Wherever "reflection" occurs in the entries, copy the line that holds it.

Source material ▸
◇ ◇ ◇ ◇ ◇
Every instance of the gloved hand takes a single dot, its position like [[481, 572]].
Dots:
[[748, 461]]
◇ ◇ ◇ ◇ ◇
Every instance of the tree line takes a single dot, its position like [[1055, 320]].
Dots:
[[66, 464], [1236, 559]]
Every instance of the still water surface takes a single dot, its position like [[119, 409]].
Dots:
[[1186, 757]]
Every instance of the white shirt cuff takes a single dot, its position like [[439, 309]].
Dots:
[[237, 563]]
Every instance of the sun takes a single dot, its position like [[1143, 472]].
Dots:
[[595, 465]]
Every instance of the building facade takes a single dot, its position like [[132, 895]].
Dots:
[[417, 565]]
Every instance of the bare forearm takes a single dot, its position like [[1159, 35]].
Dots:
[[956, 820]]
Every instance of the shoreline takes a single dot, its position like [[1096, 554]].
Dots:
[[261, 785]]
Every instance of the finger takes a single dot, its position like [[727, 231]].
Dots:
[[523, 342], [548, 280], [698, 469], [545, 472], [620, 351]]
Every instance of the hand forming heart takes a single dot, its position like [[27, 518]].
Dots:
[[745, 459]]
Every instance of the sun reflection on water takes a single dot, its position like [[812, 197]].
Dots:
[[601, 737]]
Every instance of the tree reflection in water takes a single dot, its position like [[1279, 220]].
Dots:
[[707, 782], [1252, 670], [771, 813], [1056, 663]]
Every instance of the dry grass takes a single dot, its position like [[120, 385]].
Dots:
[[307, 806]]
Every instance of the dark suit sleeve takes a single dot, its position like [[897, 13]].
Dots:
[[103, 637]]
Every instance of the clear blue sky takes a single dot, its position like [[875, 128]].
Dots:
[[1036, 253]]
◇ ◇ ◇ ◇ ◇
Your response ▸
Every instance of the sun reflection on water takes a single dot, its position like [[812, 197]].
Every instance of the tree reflection in water takes a single dot, its position like [[1279, 220]].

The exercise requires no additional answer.